Task item:
Repeat exactly each line of the material, starting from the line that contains "One keypoint belongs to every instance. Tag the man in yellow" and finishing with the final line.

++++++++

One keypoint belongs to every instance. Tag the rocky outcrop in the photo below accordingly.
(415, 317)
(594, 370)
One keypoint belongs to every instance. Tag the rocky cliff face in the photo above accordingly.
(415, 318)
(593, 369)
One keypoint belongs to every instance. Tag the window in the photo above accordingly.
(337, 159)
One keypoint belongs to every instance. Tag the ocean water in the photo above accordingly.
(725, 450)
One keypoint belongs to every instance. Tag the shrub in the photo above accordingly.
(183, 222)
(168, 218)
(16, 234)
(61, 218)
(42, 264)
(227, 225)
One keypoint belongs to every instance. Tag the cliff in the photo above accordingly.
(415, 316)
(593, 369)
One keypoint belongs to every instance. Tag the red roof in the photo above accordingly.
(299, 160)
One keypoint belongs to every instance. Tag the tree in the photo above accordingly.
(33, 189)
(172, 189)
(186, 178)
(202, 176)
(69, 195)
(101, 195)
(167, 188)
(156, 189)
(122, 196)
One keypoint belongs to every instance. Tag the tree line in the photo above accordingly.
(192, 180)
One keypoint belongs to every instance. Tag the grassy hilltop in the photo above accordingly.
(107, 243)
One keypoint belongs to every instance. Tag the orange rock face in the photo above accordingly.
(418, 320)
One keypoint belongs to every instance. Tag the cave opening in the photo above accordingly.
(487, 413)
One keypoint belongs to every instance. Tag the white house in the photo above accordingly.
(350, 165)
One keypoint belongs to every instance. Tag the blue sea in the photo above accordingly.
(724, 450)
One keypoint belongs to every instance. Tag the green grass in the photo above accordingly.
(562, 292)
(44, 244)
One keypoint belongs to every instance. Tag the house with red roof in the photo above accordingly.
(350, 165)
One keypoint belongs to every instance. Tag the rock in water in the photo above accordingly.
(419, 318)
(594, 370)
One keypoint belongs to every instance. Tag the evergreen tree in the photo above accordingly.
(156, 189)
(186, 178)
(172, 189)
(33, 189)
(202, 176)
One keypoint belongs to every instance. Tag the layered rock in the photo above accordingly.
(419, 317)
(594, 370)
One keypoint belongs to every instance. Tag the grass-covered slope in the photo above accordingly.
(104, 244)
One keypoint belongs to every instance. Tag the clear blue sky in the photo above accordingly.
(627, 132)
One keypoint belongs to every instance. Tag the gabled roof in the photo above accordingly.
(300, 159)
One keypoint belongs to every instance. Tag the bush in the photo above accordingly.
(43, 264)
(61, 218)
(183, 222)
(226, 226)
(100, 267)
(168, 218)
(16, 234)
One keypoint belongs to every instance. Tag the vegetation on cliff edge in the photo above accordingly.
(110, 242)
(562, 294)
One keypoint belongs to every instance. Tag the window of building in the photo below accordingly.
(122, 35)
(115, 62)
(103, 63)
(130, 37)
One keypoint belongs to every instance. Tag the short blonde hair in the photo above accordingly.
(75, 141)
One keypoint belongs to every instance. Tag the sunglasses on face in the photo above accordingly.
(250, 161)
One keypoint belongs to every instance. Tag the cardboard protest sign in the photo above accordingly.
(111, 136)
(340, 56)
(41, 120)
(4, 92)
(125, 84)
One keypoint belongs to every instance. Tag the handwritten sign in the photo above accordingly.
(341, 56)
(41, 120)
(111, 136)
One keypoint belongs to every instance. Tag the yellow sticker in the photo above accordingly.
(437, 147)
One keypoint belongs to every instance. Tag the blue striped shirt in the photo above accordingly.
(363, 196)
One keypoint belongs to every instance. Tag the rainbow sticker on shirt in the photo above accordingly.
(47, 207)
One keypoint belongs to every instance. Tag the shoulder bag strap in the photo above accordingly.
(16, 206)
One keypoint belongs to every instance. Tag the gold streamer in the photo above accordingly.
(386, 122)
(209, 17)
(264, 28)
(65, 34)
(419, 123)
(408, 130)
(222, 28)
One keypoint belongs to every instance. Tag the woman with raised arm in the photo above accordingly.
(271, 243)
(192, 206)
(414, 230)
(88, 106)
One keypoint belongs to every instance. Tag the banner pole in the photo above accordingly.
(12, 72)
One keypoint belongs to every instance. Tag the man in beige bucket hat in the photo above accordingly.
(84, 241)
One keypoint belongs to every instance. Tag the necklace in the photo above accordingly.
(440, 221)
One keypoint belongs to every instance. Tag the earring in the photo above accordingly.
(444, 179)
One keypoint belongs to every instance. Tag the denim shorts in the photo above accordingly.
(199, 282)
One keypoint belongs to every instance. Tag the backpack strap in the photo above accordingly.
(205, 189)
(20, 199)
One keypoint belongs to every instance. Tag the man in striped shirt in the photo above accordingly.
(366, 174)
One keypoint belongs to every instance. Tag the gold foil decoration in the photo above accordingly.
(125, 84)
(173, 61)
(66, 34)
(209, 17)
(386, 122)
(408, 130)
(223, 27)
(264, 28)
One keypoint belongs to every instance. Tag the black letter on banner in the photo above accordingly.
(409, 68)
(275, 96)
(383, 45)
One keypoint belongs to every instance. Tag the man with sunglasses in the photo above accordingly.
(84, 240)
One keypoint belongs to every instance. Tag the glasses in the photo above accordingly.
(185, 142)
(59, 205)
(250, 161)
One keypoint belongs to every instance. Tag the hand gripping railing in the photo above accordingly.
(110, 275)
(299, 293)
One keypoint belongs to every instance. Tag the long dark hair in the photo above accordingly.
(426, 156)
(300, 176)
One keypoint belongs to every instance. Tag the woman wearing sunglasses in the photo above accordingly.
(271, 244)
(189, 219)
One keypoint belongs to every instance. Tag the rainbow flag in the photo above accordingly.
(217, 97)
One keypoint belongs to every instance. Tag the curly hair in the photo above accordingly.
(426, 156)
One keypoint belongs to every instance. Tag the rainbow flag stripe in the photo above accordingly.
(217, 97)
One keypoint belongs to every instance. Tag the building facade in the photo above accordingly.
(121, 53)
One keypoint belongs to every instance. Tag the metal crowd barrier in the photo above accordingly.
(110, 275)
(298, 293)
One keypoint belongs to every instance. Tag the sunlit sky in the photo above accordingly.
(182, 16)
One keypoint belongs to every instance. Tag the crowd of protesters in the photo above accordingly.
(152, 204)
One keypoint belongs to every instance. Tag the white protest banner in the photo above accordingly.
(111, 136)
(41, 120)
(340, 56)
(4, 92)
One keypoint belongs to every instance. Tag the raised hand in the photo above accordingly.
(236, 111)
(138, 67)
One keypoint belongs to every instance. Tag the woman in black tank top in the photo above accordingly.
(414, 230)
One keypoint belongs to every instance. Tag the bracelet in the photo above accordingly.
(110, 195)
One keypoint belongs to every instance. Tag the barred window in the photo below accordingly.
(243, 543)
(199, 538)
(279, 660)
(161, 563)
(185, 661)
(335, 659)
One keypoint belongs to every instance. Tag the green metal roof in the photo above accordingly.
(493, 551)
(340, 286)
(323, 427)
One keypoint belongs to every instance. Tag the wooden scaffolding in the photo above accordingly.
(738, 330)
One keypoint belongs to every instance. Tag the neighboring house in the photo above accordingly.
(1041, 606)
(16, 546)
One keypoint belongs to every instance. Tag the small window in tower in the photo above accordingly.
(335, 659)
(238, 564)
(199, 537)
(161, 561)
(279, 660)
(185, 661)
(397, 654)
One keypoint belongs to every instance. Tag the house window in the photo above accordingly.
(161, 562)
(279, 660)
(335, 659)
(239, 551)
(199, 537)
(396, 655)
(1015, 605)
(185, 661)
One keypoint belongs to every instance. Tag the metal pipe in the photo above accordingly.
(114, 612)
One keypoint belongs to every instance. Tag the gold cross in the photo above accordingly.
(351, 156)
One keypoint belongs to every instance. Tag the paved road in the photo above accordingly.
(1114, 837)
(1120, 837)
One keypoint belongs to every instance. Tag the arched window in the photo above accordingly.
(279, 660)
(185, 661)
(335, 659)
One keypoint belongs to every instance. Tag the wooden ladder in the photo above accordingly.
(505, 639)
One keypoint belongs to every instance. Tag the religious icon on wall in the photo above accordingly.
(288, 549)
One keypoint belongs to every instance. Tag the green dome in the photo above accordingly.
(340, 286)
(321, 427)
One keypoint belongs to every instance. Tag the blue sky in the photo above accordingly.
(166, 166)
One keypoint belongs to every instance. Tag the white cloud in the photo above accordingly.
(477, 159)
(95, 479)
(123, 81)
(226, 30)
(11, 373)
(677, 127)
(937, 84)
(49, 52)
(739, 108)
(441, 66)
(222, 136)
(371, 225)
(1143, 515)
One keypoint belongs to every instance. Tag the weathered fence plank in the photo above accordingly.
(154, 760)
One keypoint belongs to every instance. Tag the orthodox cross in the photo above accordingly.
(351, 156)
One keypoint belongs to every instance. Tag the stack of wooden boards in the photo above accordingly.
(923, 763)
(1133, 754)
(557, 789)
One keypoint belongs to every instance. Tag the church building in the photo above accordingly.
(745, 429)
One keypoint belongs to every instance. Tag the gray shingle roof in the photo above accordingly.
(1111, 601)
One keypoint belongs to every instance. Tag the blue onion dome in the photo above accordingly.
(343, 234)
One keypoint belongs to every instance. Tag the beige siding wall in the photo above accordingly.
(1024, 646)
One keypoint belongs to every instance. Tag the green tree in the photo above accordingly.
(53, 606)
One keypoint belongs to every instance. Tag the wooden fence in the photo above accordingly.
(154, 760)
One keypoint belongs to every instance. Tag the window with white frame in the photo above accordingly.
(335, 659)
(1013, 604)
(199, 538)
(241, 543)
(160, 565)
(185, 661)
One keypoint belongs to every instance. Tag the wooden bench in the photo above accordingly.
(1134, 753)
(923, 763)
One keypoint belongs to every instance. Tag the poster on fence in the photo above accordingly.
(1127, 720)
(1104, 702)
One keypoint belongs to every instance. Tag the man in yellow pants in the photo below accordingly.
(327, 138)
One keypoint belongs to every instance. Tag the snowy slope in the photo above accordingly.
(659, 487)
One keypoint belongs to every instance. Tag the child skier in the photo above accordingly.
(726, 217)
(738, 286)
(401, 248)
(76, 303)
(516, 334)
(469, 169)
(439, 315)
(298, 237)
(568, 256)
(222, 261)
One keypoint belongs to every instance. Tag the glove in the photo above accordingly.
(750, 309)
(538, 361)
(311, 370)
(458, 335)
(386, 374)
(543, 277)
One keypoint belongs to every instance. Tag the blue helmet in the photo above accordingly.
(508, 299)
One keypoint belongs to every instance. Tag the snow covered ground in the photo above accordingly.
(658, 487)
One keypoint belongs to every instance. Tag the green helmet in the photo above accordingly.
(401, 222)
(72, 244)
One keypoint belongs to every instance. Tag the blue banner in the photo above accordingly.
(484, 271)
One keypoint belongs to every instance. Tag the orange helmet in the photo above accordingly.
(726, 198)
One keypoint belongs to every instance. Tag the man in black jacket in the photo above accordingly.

++++++++

Response:
One keypoint belongs to every instance. Tag the man in yellow pants in the photo below accordingly.
(327, 138)
One keypoint belongs to every instance. Tag the snowy slope in the photo above accordingly.
(659, 487)
One keypoint belongs to every instance. Tag the child skier in the photo above accordingly.
(726, 217)
(738, 286)
(401, 248)
(76, 303)
(516, 334)
(469, 169)
(439, 315)
(298, 237)
(568, 256)
(222, 261)
One keypoint belongs to every instance. Tag the glove in the photo above accordingly.
(750, 309)
(538, 361)
(311, 370)
(458, 335)
(386, 374)
(543, 277)
One keypoint belongs to every instance. Tag the blue helmet in the photo above accordingly.
(508, 299)
One keypoint belongs to every instance. Tag the snow covered ground in the photo above accordingly.
(658, 487)
One keypoint belongs to every instance. Tag the green helmet in the photo above accordingly.
(401, 222)
(72, 244)
One keypoint belongs to every instance. Tag the blue banner in the photo above accordingly.
(484, 271)
One keypoint belongs to every instance. Tag the orange helmet in the photo above accordingly.
(726, 198)
One keypoint belongs to every instance. Tag the man in black jacket in the photo above accordingly.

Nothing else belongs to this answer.